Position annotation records
"""
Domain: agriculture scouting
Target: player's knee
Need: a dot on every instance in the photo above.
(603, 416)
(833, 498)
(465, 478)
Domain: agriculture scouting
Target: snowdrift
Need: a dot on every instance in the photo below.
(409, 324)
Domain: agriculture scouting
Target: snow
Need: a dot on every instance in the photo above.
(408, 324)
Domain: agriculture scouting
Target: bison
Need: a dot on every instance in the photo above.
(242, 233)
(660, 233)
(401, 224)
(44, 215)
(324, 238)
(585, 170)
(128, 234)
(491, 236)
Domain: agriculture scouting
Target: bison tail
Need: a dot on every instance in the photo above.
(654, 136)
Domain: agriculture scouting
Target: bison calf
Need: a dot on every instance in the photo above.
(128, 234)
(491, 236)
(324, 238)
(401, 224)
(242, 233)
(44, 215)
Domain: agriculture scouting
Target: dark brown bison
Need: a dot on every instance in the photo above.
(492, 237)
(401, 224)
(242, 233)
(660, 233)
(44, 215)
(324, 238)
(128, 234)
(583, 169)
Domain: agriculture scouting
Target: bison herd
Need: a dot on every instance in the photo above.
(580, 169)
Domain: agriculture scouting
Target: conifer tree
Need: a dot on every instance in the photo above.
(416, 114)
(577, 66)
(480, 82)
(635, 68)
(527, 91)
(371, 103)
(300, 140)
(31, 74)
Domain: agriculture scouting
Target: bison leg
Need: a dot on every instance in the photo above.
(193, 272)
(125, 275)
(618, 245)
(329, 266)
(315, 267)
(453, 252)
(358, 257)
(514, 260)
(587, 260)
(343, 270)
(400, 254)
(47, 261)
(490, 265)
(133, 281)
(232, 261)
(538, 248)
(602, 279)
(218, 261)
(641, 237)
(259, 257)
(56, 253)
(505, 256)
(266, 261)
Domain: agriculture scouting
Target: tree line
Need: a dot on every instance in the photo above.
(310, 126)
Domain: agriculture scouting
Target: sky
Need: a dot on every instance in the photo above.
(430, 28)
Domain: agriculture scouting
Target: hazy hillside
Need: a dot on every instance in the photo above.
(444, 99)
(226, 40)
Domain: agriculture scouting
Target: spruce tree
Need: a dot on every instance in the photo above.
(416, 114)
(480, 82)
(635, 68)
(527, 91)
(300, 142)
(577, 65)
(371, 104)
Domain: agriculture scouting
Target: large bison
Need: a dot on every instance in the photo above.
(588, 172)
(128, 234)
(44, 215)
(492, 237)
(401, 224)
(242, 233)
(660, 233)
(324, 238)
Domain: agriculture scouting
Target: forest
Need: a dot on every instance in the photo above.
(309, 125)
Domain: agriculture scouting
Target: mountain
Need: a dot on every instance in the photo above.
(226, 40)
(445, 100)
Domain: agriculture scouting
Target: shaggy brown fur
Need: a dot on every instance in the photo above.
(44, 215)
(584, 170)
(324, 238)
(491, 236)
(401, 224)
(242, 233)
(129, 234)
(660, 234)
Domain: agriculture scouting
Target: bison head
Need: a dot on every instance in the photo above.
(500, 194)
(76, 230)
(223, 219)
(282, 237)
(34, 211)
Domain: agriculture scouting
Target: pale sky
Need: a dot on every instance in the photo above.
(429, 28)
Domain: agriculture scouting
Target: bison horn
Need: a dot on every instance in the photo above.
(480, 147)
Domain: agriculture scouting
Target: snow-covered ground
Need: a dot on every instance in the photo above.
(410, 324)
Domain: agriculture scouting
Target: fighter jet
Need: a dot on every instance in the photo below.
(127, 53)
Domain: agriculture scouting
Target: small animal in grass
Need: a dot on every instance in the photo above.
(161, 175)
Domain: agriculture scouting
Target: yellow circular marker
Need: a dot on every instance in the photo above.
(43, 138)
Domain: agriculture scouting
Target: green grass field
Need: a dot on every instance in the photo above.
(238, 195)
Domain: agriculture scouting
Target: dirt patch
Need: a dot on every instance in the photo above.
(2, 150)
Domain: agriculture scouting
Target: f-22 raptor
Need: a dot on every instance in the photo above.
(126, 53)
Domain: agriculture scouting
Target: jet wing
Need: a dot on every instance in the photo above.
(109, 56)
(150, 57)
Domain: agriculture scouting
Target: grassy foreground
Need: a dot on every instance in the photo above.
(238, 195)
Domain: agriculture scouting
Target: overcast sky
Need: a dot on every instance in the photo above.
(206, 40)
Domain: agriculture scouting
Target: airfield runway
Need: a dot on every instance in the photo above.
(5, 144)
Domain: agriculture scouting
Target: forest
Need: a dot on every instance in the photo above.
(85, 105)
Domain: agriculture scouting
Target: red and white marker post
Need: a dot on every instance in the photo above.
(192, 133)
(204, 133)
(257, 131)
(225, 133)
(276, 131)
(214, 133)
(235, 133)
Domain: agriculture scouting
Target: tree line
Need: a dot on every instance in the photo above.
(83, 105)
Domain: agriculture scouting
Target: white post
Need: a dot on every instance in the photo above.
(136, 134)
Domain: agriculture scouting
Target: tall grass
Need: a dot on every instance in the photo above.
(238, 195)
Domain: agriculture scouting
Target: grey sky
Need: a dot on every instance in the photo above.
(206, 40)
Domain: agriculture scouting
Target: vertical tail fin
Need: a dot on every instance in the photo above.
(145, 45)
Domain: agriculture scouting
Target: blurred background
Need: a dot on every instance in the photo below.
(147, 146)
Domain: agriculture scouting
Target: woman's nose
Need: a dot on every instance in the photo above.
"""
• _What to work on_
Please output every record, keeping each line exact.

• _Task answer_
Domain: agriculture scouting
Target: player's knee
Need: a dot on every instance in the photo above.
(603, 416)
(833, 498)
(465, 478)
Domain: agriculture scouting
Target: snowdrift
Need: a dot on every instance in the photo below.
(409, 324)
Domain: agriculture scouting
Target: snow
Need: a dot on every instance in the photo above.
(408, 324)
Domain: agriculture scouting
Target: bison
Need: a dot on every instance in the photo above.
(242, 233)
(660, 233)
(401, 224)
(44, 215)
(324, 238)
(585, 170)
(128, 234)
(491, 236)
Domain: agriculture scouting
Target: bison tail
Need: a dot on every instance in the photo above.
(654, 136)
Domain: agriculture scouting
Target: bison calf
Need: a dot on every instance in the photo above.
(128, 234)
(491, 236)
(324, 238)
(401, 224)
(242, 233)
(44, 215)
Domain: agriculture scouting
Target: dark brown bison
Need: a dot on every instance in the photo above.
(492, 237)
(401, 224)
(242, 233)
(660, 233)
(44, 215)
(324, 238)
(128, 234)
(583, 169)
Domain: agriculture scouting
Target: bison herd
Need: a dot on every instance in the photo above.
(580, 169)
Domain: agriculture scouting
Target: conifer tree
Need: a dot on every instance in the photo above.
(416, 114)
(577, 66)
(480, 82)
(635, 68)
(527, 91)
(371, 103)
(300, 140)
(31, 74)
Domain: agriculture scouting
Target: bison leg
Need: a dot on every instance in the photo above.
(193, 272)
(125, 275)
(618, 245)
(329, 266)
(315, 267)
(453, 252)
(358, 257)
(514, 260)
(587, 260)
(343, 270)
(400, 254)
(47, 261)
(490, 265)
(133, 281)
(232, 261)
(538, 248)
(602, 279)
(218, 261)
(641, 237)
(259, 257)
(56, 253)
(505, 256)
(266, 261)
Domain: agriculture scouting
Target: tree line
Need: a dot on every instance in the photo above.
(310, 126)
Domain: agriculture scouting
Target: sky
Need: a dot on every instance in the photo above.
(430, 28)
Domain: agriculture scouting
Target: hazy hillside
Need: a dot on every instance in the photo above.
(444, 99)
(226, 40)
Domain: agriculture scouting
Target: spruce tree
Need: a dot on every instance in the photo above.
(416, 114)
(480, 82)
(635, 68)
(527, 91)
(300, 142)
(577, 65)
(371, 104)
Domain: agriculture scouting
Target: large bison
Need: a dot on every instance in the photo above.
(588, 172)
(128, 234)
(44, 215)
(492, 237)
(401, 224)
(242, 233)
(660, 233)
(324, 238)
Domain: agriculture scouting
Target: forest
Need: a dot on every instance in the photo above.
(309, 125)
Domain: agriculture scouting
Target: mountain
Need: a dot on every instance in the photo above.
(226, 40)
(445, 100)
Domain: agriculture scouting
Target: shaggy brown fur
Need: a dot on every instance in the photo above.
(44, 215)
(584, 170)
(324, 238)
(491, 236)
(401, 224)
(242, 233)
(129, 234)
(660, 234)
Domain: agriculture scouting
Target: bison head
Need: a dot on every instance in the photo above.
(500, 194)
(76, 230)
(223, 219)
(282, 237)
(34, 211)
Domain: agriculture scouting
Target: pale sky
Need: a dot on every instance in the photo above.
(429, 28)
Domain: agriculture scouting
Target: bison horn
Need: a dot on every instance in the photo above.
(480, 147)
Domain: agriculture scouting
Target: snow-covered ground
Need: a dot on every instance in the photo above.
(410, 324)
Domain: agriculture scouting
Target: fighter jet
Need: a dot on every instance in the photo below.
(127, 53)
Domain: agriculture scouting
Target: small animal in grass
Need: a dot on every instance in the photo above.
(161, 175)
Domain: agriculture scouting
Target: yellow circular marker
Need: a dot on every instance in the photo above.
(43, 138)
Domain: agriculture scouting
Target: green grass field
Need: a dot on every instance in the photo above.
(238, 195)
Domain: agriculture scouting
Target: dirt patch
Need: a dot on every instance in the photo above.
(2, 150)
Domain: agriculture scouting
Target: f-22 raptor
Need: a dot on every instance in the photo above.
(126, 53)
Domain: agriculture scouting
Target: jet wing
Need: a dot on every instance in the photo above.
(109, 56)
(150, 57)
Domain: agriculture scouting
Target: grassy foreground
Need: a dot on every instance in the photo above.
(238, 195)
Domain: agriculture scouting
Target: overcast sky
Need: a dot on every instance in the photo above.
(206, 40)
Domain: agriculture scouting
Target: airfield runway
Need: a dot on every instance in the photo above.
(5, 144)
Domain: agriculture scouting
Target: forest
Need: a dot on every instance in the photo above.
(85, 105)
Domain: agriculture scouting
Target: red and white marker post
Need: a dot on every instance in the photo above.
(192, 133)
(204, 133)
(257, 131)
(225, 133)
(276, 131)
(214, 133)
(235, 133)
Domain: agriculture scouting
Target: tree line
Need: a dot on every instance in the photo above.
(83, 105)
Domain: agriculture scouting
Target: white post
Need: a dot on every instance in the photo above.
(136, 134)
Domain: agriculture scouting
Target: tall grass
Need: a dot on every instance in the photo above.
(238, 195)
Domain: agriculture scouting
Target: grey sky
Need: a dot on every instance in the photo above.
(206, 40)
Domain: agriculture scouting
Target: vertical tail fin
Need: a dot on every instance in the photo above.
(145, 45)
Domain: agriculture scouting
Target: blurred background
Need: a dot on every instance in the photo below.
(147, 146)
Domain: agriculture scouting
Target: woman's nose
Need: a dot on every instance in the photo above.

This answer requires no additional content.